Qu’est-ce qui fait que l’on se sent bien à l’endroit où l’on vit ? Pour Lise Bourdeau-Lepage, le niveau de bien-être sur un territoire peut être évalué à l’aune de critères objectifs et subjectifs que l’on peut croiser pour dégager des grandes tendances. Ce faisant, ses travaux invitent à placer le bien-être au cœur de l’action collective et des politiques d’aménagement pour tendre vers la « ville douce ». Une ville attractive et ouverte sur l’échange, dans laquelle les aspirations, les besoins et les rythmes de vie sont pris en compte jusque dans la conception même des logements.

Explorer de nouvelles approches, s’ouvrir à des expertises plurielles et éclairer nos pratiques pour mieux appréhender les défis d’aujourd’hui et de demain, tels sont les objectifs du comité des parties prenantes d’OGIC créé dans le cadre de la mise en œuvre de notre raison d’être. Cette interview donne la parole à l’un de ses membres.

Lise Bourdeau-Lepage est docteure en économie, professeure de géographie et chercheuse au laboratoire Environnement Ville Société de l’Université Jean Moulin Lyon III.

Le temps d’une interview, elle partage avec nous ses observations sur des thèmes qui lui sont chers : la nature en ville, le bien-être, l’attractivité territoriale et l’expression spatiale des mécanismes sociaux.

Comment en êtes-vous arrivée à travailler sur le bien-être en ville ?

Lise Bourdeau-Lepage. C’est en travaillant sur le processus de métropolisation de Paris que j’en suis venue à m’intéresser au bien-être. A l’époque, je voulais me pencher sur la façon dont vivaient les habitants de cette métropole et sur les inégalités socio-spatiales présentes en son sein. Une rencontre avec une collègue m’a décidée à prendre comme clef d’entrée de ces travaux le bien-être pour saisir ce que vivaient les citadins.
***
CONSIGNE:
Dites si chaque affirmation ci-dessous s'accorde avec l'extrait sur le bien-être en ville, en répondant par oui ou non et en citant les mots décisifs du texte.
1. Lise Bourdeau-Lepage enseigne la géographie.
2. Le comité des parties prenantes d'OGIC a été créé dans le cadre des travaux sur la métropolisation de Paris.
3. C'est une rencontre avec une collègue qui a conduit Lise Bourdeau-Lepage à aborder ses travaux par le bien-être.
***
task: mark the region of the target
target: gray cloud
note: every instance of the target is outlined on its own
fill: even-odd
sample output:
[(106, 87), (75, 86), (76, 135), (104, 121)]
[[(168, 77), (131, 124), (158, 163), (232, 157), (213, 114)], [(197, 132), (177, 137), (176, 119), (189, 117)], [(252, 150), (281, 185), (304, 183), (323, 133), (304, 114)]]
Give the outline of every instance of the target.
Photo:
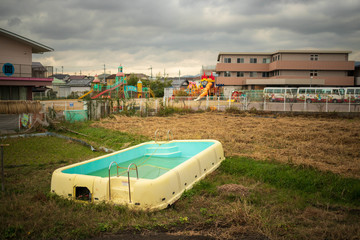
[(71, 71), (123, 63), (176, 75), (215, 65), (219, 51), (326, 48), (360, 58), (359, 11), (355, 0), (3, 0), (0, 27), (51, 46), (35, 58)]

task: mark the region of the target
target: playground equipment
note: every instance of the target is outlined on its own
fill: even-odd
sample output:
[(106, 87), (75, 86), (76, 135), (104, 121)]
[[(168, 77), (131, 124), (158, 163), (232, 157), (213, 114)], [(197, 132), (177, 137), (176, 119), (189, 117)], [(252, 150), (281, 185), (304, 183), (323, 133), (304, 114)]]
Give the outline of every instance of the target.
[(228, 100), (228, 102), (229, 102), (229, 101), (231, 101), (231, 102), (235, 102), (235, 101), (238, 102), (242, 94), (243, 94), (242, 92), (233, 91), (233, 92), (231, 93), (231, 100)]
[[(202, 93), (200, 94), (200, 96), (198, 96), (194, 101), (199, 101), (201, 98), (209, 95), (209, 93), (211, 92), (212, 89), (215, 88), (215, 77), (213, 76), (213, 74), (211, 73), (211, 76), (207, 77), (206, 74), (204, 73), (204, 75), (202, 75), (201, 77), (201, 82), (202, 85), (205, 86), (205, 88), (203, 89)], [(214, 89), (215, 90), (215, 89)]]
[[(118, 73), (115, 77), (115, 82), (113, 84), (101, 83), (98, 76), (95, 75), (94, 81), (91, 83), (91, 90), (79, 99), (82, 99), (88, 95), (92, 95), (91, 99), (97, 98), (130, 98), (129, 92), (135, 92), (135, 97), (137, 98), (149, 98), (150, 96), (155, 98), (154, 92), (150, 88), (144, 87), (141, 80), (138, 81), (137, 86), (127, 85), (127, 80), (125, 74), (123, 73), (123, 67), (120, 65), (118, 67)], [(132, 97), (133, 95), (131, 95)]]
[(199, 87), (196, 82), (189, 82), (189, 85), (186, 89), (187, 93), (192, 96), (198, 96), (201, 92), (201, 87)]

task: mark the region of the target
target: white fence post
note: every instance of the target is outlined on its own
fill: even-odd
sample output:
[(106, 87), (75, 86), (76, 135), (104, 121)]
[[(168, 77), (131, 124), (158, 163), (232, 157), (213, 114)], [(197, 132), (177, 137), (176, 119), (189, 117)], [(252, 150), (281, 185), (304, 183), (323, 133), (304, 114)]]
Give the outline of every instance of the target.
[(329, 107), (328, 107), (328, 105), (329, 105), (328, 102), (329, 102), (329, 101), (328, 101), (328, 98), (329, 98), (329, 96), (326, 95), (326, 105), (325, 105), (325, 106), (326, 106), (326, 112), (329, 111)]
[(229, 96), (229, 108), (231, 107), (231, 95)]
[(158, 104), (157, 101), (158, 101), (158, 100), (156, 99), (156, 100), (155, 100), (155, 114), (157, 114), (157, 104)]
[(286, 94), (284, 93), (284, 112), (286, 111)]
[(264, 96), (264, 111), (266, 111), (266, 97)]

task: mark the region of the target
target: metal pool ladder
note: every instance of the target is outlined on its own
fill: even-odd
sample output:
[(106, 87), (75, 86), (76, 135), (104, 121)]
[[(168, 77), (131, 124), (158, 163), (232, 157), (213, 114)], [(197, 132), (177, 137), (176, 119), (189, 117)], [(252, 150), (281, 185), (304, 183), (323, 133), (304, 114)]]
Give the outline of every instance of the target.
[[(156, 136), (157, 136), (157, 133), (159, 132), (159, 129), (156, 129), (155, 131), (155, 142), (156, 142)], [(172, 134), (172, 131), (171, 129), (169, 129), (166, 133), (166, 136), (167, 136), (167, 141), (170, 141), (170, 134), (171, 134), (171, 140), (174, 139), (174, 135)]]
[(135, 166), (135, 169), (136, 169), (136, 178), (139, 179), (139, 172), (137, 170), (137, 166), (135, 163), (130, 163), (130, 165), (128, 166), (128, 186), (129, 186), (129, 203), (131, 203), (131, 191), (130, 191), (130, 167), (131, 165), (134, 165)]
[[(110, 170), (111, 170), (111, 166), (113, 164), (116, 164), (116, 176), (118, 177), (119, 176), (119, 165), (117, 164), (117, 162), (113, 161), (110, 163), (109, 165), (109, 200), (111, 200), (111, 177), (110, 177)], [(135, 170), (136, 170), (136, 178), (139, 179), (139, 172), (138, 172), (138, 169), (137, 169), (137, 166), (135, 163), (130, 163), (130, 165), (128, 166), (128, 169), (127, 169), (127, 173), (128, 173), (128, 186), (129, 186), (129, 202), (131, 203), (131, 192), (130, 192), (130, 167), (131, 165), (134, 165), (135, 166)]]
***
CORRIGÉ:
1. Oui : « professeure de géographie ».
2. Non : « créé dans le cadre de la mise en œuvre de notre raison d’être ».
3. Oui : « Une rencontre avec une collègue m’a décidée à prendre comme clef d’entrée de ces travaux le bien-être ».